Shape annotation entries:
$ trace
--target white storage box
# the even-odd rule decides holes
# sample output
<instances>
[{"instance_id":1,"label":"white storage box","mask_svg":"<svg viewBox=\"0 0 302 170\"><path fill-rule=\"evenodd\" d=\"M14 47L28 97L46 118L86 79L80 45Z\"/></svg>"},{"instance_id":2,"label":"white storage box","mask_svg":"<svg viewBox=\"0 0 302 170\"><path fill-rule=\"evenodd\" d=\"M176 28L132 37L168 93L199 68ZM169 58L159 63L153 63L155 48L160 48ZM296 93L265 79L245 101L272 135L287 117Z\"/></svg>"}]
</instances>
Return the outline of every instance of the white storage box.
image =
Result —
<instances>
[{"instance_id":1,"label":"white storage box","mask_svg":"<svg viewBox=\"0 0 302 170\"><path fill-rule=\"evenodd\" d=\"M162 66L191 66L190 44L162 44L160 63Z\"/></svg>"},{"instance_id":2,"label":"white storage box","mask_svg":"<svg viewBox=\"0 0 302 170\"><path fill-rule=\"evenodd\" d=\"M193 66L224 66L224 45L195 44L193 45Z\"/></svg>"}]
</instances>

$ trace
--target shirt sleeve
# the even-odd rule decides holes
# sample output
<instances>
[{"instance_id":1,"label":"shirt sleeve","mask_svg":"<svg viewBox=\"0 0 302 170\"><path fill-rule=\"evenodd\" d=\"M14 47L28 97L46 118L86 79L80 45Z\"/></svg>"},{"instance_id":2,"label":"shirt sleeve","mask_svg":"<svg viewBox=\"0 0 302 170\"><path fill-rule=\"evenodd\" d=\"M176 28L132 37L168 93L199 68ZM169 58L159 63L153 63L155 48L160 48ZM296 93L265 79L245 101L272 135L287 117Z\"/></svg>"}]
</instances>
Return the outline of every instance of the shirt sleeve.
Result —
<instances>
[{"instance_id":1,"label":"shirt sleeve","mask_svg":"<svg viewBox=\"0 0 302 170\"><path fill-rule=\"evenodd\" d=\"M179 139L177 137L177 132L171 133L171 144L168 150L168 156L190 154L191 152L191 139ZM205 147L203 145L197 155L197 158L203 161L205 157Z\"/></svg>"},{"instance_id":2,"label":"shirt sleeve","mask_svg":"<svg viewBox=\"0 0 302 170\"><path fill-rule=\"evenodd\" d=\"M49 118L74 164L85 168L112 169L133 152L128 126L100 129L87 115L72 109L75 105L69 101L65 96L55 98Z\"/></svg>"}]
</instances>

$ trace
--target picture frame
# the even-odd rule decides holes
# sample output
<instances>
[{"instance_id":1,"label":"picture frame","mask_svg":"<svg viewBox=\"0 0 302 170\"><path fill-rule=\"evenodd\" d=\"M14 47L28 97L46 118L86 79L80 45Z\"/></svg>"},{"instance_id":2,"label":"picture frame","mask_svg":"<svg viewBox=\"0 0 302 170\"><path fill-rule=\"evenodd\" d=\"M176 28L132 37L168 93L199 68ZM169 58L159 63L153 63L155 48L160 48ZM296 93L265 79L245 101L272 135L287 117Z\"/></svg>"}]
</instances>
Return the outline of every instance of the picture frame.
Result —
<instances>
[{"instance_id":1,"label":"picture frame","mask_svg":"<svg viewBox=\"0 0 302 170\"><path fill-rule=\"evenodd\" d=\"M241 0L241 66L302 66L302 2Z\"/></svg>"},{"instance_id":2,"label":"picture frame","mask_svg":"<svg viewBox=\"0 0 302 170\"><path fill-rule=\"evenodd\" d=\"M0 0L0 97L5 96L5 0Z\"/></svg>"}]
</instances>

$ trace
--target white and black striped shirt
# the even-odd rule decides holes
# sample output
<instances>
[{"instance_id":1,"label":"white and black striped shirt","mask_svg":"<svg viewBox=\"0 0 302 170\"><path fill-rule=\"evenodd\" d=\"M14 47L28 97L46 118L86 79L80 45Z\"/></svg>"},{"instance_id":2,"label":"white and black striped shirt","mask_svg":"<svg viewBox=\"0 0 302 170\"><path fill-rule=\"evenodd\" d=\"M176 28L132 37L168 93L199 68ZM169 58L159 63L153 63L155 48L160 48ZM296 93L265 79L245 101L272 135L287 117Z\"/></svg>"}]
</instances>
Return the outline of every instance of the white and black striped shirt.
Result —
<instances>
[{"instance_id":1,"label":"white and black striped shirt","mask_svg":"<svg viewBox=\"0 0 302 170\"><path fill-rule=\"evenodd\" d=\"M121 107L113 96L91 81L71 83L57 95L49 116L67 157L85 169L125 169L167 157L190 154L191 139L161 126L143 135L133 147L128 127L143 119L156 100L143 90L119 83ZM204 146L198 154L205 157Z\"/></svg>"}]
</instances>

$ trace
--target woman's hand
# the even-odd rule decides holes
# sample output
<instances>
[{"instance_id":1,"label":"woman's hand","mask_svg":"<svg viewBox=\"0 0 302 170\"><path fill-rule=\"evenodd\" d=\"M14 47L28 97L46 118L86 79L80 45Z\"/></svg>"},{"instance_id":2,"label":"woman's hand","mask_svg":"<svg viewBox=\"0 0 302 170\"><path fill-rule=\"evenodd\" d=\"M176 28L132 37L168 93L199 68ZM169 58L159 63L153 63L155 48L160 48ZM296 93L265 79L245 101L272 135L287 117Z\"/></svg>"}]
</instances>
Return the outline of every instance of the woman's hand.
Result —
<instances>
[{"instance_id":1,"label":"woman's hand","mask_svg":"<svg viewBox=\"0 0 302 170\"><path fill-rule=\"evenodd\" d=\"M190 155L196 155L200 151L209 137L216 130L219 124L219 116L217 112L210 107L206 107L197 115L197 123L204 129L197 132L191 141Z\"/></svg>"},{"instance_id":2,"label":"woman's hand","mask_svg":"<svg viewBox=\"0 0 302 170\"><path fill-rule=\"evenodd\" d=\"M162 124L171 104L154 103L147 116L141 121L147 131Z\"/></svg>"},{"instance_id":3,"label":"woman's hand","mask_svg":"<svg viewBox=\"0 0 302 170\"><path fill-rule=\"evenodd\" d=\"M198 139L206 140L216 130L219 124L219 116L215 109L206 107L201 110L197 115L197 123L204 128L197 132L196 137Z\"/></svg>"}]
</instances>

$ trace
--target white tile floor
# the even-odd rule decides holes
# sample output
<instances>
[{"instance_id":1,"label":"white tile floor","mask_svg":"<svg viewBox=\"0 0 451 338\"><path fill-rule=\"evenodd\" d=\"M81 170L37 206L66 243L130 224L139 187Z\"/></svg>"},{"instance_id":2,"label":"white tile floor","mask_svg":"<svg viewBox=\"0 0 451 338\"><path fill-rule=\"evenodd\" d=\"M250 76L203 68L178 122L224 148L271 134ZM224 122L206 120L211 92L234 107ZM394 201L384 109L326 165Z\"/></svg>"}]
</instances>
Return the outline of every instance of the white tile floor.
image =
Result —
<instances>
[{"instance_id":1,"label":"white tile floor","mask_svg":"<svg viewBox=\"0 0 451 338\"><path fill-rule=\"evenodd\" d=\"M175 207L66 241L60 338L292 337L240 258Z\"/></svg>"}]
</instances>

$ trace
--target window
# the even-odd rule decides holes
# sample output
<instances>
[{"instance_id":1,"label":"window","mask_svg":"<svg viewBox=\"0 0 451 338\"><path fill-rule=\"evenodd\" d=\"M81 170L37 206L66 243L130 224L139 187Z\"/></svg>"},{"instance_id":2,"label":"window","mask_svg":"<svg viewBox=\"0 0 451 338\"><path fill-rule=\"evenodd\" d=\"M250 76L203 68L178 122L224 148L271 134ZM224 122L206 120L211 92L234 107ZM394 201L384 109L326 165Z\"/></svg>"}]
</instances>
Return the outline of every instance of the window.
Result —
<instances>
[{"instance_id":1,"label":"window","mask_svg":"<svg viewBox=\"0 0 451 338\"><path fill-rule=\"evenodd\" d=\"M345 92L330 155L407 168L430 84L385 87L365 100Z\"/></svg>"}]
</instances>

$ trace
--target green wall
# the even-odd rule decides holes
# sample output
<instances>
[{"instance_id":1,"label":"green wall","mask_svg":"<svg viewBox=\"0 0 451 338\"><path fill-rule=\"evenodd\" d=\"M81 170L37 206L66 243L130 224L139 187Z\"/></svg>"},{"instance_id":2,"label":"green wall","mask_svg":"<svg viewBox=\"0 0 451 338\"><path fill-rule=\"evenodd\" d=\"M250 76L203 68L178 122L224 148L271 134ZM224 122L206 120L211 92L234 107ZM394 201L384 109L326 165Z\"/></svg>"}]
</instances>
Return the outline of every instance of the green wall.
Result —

# Your task
Copy out each line of the rows above that contains the word "every". Match it case-sensitively.

# Answer in full
Return the outline of every instance of the white storage box.
Return the outline of every instance of the shirt sleeve.
Return the outline of every instance of the picture frame.
Return the outline of every instance of the white and black striped shirt.
Return the outline of every instance of the woman's hand.
Return the outline of every instance of the white tile floor.
Return the outline of every instance of the window.
Return the outline of every instance of the green wall.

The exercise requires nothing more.